WHAT IS ASKED
Continue the court opinion about the highway accident from the point where it stops.

## Begin QUOTED TEXT

The two accounts of the occurrence, that given by Mrs. Camplin and Mrs. Weibel, and that given by Mr. O'Connor, as related to them by the defendant, are not quite the same. The appellant-defendant contends that as it is impossible to say from which of the accounts of the accident the jury inferred his negligence, plaintiff has not sustained the burden of proof; he invokes the principle that if the evidence be so contradictory in essentials that any verdict based on it would be a mere guess, the jury should not be permitted to consider it, citing Ginocchietti v. Lehigh Valley Railroad,
In charging negligence, the statement of claim had averred that while exercising due care in crossing the highway, "when he [Weibel] had almost and practically completed crossing said highway and when he had reached the extreme westerly side thereof he was struck violently and with great force by the right front fender and right front headlight of the [car] of the defendant traveling in a southerly direction on said Route No. 8 at the point aforesaid, and the force of this collision caused the deceased, . . . to be thrown to the right of said automobile onto the dirt and ground adjacent to the westerly side of said highway, . . . SIXTH: The negligence and carelessness of the defendant, Wilbur L. Ferguson, at the time and place aforesaid, was the sole and proximate cause of the aforesaid collision and of the death. . . ." The averment of negligence was further separated into details as to excessive speed, failure to keep his car under adequate control, failure to give warning, reckless driving, etc. *118
If the jury accepted defendant's account, as given on the night of the accident to Mrs. Camplin and Mrs. Weibel, the jury might well find that he was late for his engagement, "driving pretty fast" and, hindered by the weather and the bus lights, "went off the curb and hit the man"; that defendant's car left the paved portion of the highway and struck Weibel who had completed the crossing and left the highway. That, of course, made a case for the jury under the averments in the statement of claim.

## End QUOTED TEXT
## Begin ROWS

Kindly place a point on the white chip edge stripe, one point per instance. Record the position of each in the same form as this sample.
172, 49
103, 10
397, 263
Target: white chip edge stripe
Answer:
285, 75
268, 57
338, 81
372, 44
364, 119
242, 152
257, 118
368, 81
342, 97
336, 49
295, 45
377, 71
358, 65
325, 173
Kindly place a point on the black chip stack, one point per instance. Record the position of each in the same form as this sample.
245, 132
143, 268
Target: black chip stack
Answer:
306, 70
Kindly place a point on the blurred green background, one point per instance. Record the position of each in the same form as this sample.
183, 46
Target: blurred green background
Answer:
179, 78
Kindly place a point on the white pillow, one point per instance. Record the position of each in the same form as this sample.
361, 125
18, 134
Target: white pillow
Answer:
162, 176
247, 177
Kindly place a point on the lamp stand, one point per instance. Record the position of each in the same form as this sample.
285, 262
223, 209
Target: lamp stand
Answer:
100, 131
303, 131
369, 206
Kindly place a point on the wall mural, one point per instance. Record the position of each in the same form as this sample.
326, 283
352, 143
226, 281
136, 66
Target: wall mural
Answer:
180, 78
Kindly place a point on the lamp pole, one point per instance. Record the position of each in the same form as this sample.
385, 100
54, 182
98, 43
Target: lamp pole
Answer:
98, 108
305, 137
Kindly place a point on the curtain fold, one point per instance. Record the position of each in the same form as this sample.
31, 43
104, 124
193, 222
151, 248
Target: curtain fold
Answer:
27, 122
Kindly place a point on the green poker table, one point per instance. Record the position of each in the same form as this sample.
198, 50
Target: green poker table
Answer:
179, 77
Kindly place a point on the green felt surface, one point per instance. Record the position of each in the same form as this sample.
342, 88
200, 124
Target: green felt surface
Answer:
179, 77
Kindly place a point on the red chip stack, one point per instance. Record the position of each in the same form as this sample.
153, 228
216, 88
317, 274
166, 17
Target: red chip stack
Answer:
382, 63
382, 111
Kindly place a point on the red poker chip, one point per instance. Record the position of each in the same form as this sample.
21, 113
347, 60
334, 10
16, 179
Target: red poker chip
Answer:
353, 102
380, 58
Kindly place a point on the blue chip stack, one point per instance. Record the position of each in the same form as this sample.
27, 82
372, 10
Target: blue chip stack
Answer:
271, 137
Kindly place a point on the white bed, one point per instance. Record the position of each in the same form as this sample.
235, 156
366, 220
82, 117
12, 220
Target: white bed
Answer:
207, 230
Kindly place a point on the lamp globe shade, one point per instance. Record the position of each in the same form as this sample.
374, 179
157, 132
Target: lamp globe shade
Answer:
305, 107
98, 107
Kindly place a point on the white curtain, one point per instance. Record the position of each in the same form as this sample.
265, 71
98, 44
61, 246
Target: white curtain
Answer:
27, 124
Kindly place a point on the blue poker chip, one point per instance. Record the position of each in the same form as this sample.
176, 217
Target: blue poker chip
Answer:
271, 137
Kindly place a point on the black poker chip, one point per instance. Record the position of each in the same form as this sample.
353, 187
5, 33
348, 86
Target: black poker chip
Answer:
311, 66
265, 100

## End ROWS
## Begin ROWS

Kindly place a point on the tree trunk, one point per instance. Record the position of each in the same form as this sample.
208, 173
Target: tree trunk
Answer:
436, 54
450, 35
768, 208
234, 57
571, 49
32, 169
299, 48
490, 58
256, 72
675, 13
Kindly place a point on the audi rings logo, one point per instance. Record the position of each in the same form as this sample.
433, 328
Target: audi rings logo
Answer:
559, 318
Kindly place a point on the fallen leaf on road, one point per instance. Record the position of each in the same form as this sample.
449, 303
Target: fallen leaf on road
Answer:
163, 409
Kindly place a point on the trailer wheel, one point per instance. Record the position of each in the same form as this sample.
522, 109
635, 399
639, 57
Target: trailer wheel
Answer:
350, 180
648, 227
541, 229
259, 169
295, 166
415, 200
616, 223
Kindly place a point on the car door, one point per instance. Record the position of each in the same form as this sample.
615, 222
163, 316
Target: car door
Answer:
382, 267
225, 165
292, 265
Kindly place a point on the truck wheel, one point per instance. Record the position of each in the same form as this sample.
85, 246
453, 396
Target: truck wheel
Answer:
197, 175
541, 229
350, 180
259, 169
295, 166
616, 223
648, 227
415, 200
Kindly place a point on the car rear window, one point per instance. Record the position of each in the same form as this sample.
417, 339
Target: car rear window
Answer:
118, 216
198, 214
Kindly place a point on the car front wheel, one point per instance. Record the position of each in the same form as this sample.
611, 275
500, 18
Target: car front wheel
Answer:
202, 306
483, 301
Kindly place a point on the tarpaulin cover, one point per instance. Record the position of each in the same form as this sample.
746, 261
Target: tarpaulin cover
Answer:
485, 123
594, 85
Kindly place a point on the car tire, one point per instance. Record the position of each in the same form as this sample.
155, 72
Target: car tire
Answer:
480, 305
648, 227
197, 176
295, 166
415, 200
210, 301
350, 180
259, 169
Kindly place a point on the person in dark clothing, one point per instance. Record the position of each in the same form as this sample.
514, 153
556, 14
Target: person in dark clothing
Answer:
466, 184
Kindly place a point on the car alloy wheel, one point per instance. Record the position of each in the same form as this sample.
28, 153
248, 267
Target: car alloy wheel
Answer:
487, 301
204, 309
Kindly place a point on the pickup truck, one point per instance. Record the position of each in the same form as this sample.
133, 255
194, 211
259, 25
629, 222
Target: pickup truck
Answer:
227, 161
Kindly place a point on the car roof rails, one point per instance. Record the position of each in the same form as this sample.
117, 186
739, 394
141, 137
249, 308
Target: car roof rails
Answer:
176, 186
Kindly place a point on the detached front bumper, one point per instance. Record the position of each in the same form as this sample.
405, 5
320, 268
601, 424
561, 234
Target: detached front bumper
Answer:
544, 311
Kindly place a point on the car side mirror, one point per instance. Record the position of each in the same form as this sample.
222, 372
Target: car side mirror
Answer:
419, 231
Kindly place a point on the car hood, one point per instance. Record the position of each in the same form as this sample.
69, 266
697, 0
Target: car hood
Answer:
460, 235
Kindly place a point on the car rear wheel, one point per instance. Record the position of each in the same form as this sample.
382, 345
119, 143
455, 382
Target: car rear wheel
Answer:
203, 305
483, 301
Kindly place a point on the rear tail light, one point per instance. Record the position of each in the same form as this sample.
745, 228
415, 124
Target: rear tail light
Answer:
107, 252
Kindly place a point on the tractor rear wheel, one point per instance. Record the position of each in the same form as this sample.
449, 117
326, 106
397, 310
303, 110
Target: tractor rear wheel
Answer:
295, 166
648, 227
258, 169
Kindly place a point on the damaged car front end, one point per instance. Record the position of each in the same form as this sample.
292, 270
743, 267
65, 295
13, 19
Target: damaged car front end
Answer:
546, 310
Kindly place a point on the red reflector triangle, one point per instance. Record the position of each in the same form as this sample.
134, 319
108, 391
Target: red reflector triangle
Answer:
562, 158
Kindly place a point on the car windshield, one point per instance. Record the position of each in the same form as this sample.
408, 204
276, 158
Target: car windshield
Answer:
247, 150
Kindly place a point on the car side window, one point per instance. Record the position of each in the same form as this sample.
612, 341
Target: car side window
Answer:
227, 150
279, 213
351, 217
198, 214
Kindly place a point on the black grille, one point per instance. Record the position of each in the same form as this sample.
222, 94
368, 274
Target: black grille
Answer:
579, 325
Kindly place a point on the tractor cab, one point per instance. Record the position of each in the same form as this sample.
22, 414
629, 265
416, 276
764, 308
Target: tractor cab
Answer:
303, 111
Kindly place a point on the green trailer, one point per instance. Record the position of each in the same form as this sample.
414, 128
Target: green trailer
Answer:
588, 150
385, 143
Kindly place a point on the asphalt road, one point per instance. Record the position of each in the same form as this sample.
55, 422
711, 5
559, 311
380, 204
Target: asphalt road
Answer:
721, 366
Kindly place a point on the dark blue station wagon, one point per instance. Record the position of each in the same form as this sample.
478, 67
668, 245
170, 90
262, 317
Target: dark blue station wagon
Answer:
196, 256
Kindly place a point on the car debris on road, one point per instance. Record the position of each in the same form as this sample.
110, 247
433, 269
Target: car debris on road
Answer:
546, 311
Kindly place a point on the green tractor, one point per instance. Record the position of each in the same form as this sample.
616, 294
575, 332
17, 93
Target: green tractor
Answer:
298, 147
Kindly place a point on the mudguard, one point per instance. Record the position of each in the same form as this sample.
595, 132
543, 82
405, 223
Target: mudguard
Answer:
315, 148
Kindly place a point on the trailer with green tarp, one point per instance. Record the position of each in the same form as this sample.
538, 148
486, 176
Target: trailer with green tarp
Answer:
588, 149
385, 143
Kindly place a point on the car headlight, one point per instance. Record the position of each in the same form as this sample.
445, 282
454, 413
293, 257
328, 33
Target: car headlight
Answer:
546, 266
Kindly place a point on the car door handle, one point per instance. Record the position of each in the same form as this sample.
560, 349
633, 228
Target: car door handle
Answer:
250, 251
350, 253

## End ROWS
## Begin ROWS

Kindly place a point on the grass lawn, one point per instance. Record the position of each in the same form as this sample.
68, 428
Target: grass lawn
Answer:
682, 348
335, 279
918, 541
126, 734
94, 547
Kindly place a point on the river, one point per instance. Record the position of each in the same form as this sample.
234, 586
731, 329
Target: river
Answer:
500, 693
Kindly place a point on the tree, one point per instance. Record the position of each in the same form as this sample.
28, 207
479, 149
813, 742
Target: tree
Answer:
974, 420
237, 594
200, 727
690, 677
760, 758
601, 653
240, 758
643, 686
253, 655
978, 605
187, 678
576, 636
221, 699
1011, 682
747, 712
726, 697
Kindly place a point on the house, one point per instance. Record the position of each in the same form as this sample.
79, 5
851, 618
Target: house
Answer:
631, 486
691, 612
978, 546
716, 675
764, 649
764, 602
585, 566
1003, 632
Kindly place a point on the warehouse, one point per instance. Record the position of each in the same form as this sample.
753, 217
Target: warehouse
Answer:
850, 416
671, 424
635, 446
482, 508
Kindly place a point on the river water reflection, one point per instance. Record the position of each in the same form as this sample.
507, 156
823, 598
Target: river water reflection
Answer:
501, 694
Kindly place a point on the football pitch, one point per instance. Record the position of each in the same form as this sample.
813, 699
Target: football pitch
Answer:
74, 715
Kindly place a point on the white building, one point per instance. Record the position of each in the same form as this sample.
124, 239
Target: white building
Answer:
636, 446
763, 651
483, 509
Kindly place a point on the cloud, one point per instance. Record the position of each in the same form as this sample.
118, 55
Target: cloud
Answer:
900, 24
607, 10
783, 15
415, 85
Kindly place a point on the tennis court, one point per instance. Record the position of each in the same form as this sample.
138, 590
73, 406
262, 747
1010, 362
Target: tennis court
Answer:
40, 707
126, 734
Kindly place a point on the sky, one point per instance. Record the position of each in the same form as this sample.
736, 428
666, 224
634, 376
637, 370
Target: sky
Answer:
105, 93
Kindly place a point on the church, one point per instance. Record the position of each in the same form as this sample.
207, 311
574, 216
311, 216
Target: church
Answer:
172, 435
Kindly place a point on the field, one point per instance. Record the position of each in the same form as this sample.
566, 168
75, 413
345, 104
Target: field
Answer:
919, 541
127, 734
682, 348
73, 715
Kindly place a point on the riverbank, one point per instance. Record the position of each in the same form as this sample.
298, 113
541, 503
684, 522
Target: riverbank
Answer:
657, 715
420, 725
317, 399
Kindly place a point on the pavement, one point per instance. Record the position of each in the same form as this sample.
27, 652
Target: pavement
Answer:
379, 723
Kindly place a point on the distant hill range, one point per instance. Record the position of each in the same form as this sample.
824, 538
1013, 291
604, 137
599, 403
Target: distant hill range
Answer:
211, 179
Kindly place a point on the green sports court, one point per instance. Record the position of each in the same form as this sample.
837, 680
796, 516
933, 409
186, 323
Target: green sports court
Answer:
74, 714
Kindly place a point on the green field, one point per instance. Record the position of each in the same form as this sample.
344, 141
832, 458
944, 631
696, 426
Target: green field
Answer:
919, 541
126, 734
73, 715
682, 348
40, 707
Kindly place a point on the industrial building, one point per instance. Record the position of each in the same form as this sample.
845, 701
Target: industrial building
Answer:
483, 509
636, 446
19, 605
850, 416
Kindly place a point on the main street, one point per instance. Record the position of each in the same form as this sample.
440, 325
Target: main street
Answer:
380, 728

## End ROWS

RESULT FOR THIS TASK
On the other hand, if the jury accepted the facts stated by defendant to Mr. O'Connor six days later, that he was traveling between 30 and 35 miles an hour, "slightly blinded" by the bus lights, so that when "he got opposite what he called Sam's restaurant he saw a man on the road in front of him" and then struck the man, a verdict of negligence also within the averments of the statement of claim would also be supported. This follows because the jury may have found from Mrs. Eichhorn's evidence that the bus started northward before Weibel started to cross; in that event the bus must have traveled some distance before its lights could affect the vision of the defendant traveling southward at a rate of 30 to 35 miles an hour in another lane of the three-lane highway. Not only is there no evidence that any other car moved northward whose lights might have affected defendant but defendant's statement is that it was the bus lights that "slightly blinded him." If so, the jury may have found that the blinding occurred considerably north of the place of collision and not just before reaching the point where he first saw Weibel 30 feet in front of him. In such circumstances the effect of the lights, as an element in the transaction, was for the jury: Farley v.Ventresco,
In view of what has been said, it is obvious that decedent cannot be held, as matter of law, to have been guilty of contributory negligence.
The order refusing the judgment n. o. v. is affirmed.